Both the line containing "Could you please locate the horse's hind" and the last line of the listing are included: write out exactly the lines from one to the other.

+ + + + +

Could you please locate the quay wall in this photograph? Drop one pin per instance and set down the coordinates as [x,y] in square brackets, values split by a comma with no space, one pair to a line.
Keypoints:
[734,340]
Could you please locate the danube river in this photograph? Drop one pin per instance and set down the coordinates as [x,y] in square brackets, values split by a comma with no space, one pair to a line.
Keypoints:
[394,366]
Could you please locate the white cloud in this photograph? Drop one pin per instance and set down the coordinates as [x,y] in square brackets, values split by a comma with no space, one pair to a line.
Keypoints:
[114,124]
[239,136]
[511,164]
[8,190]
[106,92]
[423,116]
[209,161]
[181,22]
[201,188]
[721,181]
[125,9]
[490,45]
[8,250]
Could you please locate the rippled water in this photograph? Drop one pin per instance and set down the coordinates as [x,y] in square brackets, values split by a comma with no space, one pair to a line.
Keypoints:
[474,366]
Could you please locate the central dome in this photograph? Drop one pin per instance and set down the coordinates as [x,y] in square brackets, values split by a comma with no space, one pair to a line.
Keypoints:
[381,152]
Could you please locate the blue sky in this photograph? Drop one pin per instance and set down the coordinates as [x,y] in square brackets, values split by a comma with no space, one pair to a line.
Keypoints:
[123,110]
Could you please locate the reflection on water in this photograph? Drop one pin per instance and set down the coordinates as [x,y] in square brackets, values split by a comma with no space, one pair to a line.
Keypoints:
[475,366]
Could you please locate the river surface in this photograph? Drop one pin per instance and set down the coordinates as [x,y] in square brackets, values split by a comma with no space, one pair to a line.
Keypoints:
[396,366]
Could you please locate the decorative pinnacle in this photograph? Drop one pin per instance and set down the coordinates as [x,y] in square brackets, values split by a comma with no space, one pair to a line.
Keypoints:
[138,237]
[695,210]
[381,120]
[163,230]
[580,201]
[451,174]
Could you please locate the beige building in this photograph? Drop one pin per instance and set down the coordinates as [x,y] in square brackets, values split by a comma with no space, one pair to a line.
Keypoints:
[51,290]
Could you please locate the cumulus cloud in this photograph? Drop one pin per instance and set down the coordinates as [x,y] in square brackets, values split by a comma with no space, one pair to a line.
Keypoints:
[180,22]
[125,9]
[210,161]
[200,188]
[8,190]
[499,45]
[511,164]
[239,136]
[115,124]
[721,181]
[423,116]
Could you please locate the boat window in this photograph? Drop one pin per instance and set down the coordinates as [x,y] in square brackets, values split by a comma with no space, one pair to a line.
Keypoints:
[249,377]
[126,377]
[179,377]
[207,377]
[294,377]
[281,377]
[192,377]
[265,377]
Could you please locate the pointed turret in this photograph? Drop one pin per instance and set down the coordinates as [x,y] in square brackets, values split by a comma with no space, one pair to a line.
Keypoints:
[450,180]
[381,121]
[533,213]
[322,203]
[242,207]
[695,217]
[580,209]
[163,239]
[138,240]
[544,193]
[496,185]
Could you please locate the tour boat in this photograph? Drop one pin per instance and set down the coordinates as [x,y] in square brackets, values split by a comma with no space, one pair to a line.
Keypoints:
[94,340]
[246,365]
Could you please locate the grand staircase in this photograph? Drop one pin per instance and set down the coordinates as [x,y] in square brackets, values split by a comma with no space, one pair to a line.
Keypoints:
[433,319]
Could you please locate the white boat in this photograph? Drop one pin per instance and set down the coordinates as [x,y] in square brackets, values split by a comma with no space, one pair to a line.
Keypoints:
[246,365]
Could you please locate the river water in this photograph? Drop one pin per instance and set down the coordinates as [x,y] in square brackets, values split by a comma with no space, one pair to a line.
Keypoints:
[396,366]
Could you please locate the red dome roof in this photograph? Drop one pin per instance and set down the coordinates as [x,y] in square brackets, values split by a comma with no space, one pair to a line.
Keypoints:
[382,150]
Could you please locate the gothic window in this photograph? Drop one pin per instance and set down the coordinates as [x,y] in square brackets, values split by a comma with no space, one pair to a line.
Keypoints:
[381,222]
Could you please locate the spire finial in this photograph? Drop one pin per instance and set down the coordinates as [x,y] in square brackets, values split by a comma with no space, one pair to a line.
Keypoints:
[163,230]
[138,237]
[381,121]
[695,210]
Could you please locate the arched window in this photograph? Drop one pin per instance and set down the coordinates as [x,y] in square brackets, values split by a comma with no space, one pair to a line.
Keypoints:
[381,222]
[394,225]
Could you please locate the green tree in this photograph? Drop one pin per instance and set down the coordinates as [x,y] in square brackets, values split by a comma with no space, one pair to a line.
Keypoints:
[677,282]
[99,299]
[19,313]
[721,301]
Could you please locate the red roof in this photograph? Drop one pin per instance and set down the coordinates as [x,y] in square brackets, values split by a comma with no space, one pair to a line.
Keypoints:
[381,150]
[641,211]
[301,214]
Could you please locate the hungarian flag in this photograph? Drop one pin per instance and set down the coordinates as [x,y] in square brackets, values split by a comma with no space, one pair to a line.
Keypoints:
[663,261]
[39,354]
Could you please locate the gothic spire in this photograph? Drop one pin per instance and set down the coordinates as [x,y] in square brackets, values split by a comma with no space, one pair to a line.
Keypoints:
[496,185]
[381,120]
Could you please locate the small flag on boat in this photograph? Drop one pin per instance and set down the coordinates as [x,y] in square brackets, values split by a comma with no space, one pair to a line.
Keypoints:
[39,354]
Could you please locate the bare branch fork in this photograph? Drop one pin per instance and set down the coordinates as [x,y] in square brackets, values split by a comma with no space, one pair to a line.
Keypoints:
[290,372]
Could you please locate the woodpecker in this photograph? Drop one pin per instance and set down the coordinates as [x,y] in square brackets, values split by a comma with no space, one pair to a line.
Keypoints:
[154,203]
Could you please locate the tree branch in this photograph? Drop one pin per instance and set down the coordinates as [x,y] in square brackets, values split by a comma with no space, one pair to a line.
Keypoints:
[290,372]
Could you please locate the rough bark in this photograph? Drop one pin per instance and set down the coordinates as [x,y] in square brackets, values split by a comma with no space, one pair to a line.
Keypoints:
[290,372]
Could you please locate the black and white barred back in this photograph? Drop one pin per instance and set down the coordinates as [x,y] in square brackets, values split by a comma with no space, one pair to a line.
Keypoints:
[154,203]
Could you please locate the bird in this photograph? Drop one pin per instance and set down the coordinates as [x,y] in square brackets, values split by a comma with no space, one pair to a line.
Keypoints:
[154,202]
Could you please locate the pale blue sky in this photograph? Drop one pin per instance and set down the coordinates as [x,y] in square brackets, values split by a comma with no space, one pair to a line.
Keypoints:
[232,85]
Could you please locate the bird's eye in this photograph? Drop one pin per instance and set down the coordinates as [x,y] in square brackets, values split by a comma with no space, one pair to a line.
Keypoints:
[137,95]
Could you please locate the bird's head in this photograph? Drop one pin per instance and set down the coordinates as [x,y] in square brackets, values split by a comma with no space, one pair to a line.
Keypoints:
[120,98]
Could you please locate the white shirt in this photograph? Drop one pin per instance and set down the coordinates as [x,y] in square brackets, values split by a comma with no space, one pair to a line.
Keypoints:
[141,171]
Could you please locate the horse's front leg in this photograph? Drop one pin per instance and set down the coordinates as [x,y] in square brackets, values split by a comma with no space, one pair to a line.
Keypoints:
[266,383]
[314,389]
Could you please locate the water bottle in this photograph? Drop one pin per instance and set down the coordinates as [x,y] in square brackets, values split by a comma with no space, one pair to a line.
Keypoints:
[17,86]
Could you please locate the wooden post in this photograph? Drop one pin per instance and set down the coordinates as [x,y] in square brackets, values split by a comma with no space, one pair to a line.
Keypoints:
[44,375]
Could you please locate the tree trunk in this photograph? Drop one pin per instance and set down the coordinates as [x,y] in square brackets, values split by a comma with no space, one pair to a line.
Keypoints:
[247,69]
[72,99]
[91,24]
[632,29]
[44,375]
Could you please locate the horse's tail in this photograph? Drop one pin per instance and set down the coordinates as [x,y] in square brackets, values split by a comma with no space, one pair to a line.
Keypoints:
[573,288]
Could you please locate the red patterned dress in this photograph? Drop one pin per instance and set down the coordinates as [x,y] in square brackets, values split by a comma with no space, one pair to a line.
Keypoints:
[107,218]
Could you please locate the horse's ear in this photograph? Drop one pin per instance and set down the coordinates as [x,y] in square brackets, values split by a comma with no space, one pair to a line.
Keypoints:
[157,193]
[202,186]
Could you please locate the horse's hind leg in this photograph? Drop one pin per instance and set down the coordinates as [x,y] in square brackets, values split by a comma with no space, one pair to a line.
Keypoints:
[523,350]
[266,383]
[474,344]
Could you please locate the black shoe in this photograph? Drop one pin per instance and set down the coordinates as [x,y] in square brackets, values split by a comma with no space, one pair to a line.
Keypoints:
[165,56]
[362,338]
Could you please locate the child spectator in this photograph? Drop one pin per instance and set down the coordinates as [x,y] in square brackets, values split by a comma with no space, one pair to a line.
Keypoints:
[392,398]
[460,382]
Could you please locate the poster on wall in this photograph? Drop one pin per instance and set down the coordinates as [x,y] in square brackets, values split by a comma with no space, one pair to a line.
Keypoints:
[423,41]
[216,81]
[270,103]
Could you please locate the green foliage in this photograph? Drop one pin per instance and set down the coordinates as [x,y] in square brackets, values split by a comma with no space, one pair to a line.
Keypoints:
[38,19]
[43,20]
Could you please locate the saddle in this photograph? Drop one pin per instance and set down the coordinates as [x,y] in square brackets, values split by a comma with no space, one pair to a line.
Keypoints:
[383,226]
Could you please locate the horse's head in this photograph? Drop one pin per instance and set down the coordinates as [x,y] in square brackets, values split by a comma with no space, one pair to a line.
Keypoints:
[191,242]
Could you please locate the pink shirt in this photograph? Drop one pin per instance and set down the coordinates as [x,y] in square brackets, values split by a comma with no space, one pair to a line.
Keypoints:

+ + + + +

(Solution to the problem):
Could you please locate the horse's hind leg in this photograph? Drop one pin per instance and set down the coordinates as [x,y] in square brackets, values split by a comma with no space, one pair to a line.
Keypoints:
[523,350]
[266,383]
[474,344]
Could you please locate the black shoe in this photograph? Drop one pin per instance and set down the coordinates as [x,y] in square brackets, values split by a comma with no space, one pair to a line.
Keypoints:
[165,56]
[362,338]
Could you please locate the child spectator in this photograph? Drop one pin per instance and set down the coordinates as [x,y] in square brackets, values split by a comma with no space, one pair to a line.
Keypoints:
[392,398]
[460,382]
Could you please locate the poster on wall in this photograph? Drop one pin per instance and set down the coordinates as [x,y] in square brackets, values split by a comma with no space, one pair to a line.
Keypoints:
[423,41]
[216,81]
[270,103]
Could you please locate the green foliage in this photograph? Drop one pin per instance and set down the coordinates as [x,y] in square brackets, values split by a comma with no space, one pair to a line.
Keypoints:
[38,19]
[43,20]
Could you please locate the saddle in this photograph? Drop one pin per instance and set down the coordinates as [x,y] in square brackets, values split by a comma with no space, one pair to a line.
Keypoints:
[383,226]
Could you please locate the horse's head in this photograph? Drop one pin per instance and set down the coordinates as [x,y] in square brackets, values split by a comma with no space, one pair to a line.
Keypoints:
[191,242]
Could you please locate the pink shirt in this photograph? Drop one pin per instance and set down the coordinates as [x,y] in square brackets, values split by a comma with no space, one pair to a line.
Keypoints:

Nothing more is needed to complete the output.